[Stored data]
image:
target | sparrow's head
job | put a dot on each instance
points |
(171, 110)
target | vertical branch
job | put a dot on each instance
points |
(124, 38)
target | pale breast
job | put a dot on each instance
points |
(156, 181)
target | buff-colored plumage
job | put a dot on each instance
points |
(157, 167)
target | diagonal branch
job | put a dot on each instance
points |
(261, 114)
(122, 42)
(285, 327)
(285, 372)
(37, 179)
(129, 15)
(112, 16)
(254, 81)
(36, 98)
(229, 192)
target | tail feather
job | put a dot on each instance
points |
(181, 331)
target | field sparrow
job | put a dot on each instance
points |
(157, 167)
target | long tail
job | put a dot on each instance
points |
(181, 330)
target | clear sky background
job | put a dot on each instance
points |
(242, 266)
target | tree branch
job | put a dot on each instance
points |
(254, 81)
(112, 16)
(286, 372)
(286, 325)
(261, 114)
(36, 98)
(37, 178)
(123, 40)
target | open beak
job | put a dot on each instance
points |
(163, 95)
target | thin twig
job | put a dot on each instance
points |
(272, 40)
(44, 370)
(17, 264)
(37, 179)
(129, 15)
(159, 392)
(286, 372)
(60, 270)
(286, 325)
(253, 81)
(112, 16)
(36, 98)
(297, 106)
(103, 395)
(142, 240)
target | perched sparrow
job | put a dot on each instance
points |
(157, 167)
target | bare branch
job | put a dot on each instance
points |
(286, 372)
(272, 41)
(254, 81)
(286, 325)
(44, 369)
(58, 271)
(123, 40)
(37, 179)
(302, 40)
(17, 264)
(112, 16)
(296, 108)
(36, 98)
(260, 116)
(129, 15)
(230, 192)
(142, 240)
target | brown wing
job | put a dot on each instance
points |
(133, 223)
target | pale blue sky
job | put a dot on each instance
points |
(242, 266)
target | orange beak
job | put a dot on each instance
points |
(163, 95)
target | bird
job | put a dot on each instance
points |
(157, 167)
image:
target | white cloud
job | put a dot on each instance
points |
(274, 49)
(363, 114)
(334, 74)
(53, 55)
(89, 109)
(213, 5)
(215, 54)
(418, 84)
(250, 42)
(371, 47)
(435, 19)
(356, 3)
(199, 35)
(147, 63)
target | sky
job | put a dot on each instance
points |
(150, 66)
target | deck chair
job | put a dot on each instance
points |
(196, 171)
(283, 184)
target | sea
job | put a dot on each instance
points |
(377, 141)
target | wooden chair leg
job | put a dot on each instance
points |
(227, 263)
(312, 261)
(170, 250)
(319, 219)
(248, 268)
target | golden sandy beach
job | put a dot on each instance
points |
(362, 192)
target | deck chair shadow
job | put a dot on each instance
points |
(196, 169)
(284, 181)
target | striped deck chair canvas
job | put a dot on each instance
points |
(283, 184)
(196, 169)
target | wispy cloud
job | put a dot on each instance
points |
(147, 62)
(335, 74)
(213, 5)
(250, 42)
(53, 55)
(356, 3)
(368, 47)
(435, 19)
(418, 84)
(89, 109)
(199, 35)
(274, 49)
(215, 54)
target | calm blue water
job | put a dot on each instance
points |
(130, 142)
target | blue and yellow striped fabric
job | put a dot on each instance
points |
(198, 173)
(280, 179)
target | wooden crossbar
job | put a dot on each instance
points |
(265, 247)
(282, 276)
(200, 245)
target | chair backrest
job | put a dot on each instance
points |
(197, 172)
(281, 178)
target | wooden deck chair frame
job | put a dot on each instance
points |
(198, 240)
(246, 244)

REQUEST - Update the part of the rows that opens with the line containing "target | wispy cloud" and closes at the end of the rows: write it out again with "wooden" changed to "timber" and everything else unchanged.

EXERCISE SOLUTION -
target | wispy cloud
job | put a dot on each instance
points |
(147, 62)
(335, 74)
(213, 5)
(250, 42)
(53, 55)
(356, 3)
(368, 47)
(435, 19)
(418, 84)
(89, 109)
(199, 35)
(274, 49)
(215, 54)
target | calm blue water
job | put a dot on each instance
points |
(130, 142)
target | blue and yellow striped fabric
job | put a dot on each instance
points |
(198, 173)
(280, 179)
target | timber crossbar
job | put a dot on each instance
points |
(265, 247)
(282, 276)
(200, 245)
target | chair backrest
job | put a dot on each instance
points |
(197, 172)
(281, 178)
target | timber deck chair frame
job | put a dot on each instance
points |
(198, 240)
(246, 244)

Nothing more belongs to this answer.